● **GOAL**
List each line of the records below that contains the word "right". Case counts.

● **DATASET EXTRACT**

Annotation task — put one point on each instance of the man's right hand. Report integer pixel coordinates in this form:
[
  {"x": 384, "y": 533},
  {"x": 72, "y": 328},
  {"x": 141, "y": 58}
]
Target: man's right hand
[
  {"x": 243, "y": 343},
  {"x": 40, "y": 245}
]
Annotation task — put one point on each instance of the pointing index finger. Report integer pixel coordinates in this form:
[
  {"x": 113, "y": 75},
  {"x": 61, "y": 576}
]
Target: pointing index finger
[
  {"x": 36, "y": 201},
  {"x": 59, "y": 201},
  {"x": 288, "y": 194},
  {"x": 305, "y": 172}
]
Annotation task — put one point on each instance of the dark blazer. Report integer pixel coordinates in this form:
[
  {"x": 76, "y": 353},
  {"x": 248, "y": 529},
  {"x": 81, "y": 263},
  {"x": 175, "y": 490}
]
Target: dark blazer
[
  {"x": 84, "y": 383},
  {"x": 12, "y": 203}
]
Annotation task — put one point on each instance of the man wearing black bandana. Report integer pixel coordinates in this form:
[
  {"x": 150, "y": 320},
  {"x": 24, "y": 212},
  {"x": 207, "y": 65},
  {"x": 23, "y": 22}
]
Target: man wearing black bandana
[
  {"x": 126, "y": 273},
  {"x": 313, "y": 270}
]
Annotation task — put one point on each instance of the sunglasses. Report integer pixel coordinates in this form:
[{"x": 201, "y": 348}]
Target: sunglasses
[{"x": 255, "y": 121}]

==

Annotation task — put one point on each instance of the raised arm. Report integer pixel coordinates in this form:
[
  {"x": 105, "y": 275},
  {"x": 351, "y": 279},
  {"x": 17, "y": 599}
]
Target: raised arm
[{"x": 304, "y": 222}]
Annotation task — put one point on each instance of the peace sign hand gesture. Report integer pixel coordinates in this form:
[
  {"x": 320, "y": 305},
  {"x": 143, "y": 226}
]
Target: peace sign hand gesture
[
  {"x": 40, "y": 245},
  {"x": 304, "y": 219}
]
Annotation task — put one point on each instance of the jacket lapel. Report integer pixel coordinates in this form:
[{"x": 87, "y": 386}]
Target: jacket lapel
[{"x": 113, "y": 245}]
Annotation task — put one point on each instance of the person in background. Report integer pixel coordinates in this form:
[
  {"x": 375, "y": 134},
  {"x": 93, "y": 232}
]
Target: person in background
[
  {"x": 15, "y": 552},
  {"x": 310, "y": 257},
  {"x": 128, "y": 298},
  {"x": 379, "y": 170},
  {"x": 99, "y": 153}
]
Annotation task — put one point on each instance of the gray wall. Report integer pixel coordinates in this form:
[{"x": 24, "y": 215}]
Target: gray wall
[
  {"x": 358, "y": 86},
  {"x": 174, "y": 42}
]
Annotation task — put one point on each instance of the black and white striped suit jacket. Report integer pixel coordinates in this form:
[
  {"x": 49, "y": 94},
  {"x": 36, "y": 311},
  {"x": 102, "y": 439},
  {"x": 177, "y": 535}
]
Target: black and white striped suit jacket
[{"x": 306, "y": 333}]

● **THE RESULT**
Annotation task — put one point on each instance of the man's right hand. Report integer pixel coordinates in this form:
Target: man's right hand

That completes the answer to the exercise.